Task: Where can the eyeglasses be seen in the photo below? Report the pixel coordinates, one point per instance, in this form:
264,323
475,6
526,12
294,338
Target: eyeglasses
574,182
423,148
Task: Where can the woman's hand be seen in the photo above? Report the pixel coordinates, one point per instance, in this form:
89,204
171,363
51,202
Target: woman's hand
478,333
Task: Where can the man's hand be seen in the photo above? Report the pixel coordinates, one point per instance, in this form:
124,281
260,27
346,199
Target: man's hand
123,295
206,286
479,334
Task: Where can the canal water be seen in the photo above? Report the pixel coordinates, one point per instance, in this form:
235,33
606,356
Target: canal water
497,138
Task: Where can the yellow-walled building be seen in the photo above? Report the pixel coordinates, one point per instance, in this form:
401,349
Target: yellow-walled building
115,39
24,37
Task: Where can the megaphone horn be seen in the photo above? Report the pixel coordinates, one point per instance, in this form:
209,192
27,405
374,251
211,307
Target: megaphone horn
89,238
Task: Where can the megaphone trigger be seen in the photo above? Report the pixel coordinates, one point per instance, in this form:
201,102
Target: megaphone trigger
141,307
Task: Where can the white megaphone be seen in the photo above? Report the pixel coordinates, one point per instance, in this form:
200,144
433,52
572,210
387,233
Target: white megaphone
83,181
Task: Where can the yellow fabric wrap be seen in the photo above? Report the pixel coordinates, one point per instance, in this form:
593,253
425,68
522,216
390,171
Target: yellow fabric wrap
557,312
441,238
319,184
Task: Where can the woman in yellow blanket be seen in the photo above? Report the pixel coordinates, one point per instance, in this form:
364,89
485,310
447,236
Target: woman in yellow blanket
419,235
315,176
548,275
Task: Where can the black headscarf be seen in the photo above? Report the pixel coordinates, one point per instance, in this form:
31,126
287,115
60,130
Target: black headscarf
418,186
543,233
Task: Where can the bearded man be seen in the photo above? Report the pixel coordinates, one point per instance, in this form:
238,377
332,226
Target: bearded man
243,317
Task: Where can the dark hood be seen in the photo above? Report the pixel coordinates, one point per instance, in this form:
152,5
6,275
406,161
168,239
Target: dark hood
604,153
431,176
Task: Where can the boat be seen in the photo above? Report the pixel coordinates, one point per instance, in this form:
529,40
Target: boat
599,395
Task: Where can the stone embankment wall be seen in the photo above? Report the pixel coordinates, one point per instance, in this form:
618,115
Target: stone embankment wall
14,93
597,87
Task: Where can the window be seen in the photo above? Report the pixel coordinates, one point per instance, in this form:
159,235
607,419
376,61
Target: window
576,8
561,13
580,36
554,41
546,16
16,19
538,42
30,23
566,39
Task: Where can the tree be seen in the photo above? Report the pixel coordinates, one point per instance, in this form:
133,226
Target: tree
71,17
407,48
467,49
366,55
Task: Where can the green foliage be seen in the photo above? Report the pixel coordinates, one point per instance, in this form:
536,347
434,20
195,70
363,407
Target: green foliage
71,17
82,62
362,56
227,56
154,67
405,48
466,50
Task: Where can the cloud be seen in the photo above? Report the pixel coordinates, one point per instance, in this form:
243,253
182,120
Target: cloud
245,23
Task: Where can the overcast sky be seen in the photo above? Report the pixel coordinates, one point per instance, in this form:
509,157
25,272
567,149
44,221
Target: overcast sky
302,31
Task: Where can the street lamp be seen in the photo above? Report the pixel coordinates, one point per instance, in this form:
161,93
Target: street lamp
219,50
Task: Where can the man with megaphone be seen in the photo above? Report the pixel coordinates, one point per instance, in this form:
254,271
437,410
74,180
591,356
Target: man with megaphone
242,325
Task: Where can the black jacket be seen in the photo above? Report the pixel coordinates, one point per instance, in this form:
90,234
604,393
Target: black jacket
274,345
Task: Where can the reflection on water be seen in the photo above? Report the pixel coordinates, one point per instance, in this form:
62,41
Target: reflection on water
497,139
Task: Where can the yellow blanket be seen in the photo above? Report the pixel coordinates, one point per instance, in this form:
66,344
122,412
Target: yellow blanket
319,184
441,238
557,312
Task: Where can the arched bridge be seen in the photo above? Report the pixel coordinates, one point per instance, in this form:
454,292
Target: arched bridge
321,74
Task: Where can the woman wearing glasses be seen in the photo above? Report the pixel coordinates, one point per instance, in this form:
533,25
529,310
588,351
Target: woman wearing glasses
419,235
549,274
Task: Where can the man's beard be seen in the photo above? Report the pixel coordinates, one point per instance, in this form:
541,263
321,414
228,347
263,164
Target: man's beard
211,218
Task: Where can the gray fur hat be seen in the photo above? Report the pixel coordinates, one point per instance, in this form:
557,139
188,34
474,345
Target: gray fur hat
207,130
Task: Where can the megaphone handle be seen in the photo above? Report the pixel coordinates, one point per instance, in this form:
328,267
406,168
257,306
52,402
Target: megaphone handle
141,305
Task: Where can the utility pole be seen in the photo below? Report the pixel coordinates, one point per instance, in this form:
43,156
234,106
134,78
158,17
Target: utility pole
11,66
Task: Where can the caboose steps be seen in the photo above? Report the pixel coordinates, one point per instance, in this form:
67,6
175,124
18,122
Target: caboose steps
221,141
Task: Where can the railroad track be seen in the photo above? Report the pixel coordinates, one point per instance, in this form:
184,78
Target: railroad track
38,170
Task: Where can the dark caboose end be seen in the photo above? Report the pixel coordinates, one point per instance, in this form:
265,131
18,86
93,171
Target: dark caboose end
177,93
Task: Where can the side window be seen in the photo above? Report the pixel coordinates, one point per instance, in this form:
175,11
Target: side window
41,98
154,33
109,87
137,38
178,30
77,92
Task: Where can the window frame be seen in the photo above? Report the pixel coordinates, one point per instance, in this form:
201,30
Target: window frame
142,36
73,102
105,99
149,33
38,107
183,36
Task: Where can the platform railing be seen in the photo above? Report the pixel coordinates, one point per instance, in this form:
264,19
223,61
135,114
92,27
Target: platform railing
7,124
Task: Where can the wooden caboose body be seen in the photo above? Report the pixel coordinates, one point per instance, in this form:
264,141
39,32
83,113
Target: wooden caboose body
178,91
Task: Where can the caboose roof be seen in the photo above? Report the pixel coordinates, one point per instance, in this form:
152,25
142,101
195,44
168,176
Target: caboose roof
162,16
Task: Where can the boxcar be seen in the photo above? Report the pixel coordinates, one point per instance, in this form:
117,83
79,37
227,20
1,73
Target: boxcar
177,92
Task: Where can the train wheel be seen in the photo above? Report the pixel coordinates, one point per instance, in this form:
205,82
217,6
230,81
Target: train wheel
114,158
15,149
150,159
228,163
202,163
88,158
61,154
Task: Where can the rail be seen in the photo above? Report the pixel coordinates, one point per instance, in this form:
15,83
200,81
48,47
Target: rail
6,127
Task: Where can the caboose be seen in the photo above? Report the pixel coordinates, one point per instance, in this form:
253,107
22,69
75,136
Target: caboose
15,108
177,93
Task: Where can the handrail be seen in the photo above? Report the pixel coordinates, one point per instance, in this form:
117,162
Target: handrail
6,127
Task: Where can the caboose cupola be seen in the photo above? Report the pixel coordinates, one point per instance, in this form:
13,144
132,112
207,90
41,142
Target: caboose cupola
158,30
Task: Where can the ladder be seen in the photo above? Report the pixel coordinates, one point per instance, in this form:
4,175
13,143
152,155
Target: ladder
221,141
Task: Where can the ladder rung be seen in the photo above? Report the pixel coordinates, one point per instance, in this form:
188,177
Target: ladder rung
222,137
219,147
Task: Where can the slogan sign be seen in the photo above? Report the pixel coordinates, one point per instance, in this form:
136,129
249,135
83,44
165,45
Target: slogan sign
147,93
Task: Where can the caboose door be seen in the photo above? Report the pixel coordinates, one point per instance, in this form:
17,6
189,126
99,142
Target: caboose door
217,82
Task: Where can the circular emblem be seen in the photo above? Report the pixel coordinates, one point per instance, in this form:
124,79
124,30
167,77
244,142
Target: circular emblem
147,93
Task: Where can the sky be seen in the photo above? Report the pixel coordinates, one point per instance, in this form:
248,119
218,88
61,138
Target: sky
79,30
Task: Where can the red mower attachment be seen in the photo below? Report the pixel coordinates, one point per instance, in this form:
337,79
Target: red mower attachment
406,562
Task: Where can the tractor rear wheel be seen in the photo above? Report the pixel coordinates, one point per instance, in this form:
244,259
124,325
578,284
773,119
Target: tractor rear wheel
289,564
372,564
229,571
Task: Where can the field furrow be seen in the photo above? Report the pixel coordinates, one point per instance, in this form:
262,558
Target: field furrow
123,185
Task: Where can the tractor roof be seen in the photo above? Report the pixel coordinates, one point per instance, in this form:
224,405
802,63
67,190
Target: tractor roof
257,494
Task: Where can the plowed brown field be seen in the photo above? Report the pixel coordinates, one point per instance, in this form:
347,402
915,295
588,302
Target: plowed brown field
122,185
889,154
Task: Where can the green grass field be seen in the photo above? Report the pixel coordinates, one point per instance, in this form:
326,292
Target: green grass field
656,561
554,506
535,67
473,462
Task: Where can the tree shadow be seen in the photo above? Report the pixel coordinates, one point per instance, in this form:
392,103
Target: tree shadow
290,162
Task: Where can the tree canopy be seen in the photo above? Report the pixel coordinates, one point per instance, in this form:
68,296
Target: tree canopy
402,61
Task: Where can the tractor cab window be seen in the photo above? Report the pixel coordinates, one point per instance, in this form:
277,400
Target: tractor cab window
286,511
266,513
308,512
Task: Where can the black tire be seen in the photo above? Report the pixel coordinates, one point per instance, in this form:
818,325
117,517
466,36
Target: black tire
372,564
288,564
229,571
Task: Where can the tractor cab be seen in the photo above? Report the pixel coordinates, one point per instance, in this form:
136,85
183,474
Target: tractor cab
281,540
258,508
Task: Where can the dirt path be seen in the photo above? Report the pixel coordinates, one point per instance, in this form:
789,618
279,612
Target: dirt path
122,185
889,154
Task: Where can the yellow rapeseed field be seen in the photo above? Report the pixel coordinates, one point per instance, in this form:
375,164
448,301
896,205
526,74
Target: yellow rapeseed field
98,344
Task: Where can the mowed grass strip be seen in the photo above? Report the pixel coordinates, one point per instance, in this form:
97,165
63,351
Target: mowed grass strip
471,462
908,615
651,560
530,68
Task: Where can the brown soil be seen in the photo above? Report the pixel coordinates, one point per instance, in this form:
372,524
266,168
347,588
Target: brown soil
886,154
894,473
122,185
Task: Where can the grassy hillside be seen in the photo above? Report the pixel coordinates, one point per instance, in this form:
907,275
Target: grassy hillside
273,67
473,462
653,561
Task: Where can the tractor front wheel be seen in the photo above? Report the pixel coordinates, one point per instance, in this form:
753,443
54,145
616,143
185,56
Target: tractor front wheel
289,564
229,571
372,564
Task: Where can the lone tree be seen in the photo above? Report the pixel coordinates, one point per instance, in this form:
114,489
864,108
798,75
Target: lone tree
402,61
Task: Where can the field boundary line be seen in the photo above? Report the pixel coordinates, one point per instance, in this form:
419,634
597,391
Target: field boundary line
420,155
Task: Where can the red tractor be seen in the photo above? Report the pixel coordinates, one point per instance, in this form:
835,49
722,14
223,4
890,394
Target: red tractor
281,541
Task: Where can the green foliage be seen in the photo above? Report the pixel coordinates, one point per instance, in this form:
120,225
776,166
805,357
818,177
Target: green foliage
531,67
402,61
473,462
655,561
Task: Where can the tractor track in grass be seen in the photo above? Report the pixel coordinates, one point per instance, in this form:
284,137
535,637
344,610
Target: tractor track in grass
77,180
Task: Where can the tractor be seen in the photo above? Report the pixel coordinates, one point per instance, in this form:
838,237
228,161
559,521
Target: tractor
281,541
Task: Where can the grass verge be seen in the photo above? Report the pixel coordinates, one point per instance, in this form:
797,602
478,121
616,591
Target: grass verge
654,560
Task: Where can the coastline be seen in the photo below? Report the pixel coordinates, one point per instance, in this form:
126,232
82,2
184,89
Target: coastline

-----

Starting with the line that contains "Task: Where can the tractor be" and going on through the end of the records, write those lines out again, swapping "coastline" for "shoreline" and leaving everything else unchanged.

## Written reply:
Task: Where can the tractor be seen in the photo above? Report the pixel coordinates, one point per instance, in this form:
838,237
228,161
559,521
Target: tractor
281,541
Task: Where can the grass verge be seen in the photo above? Report the pixel coordinates, one point per instance, in this form:
797,602
478,121
616,591
Target: grass verge
654,560
Task: Where can the shoreline be seen in the photo below? Report the pixel coordinates, one point per instance, in this form:
126,232
82,2
184,89
Target: shoreline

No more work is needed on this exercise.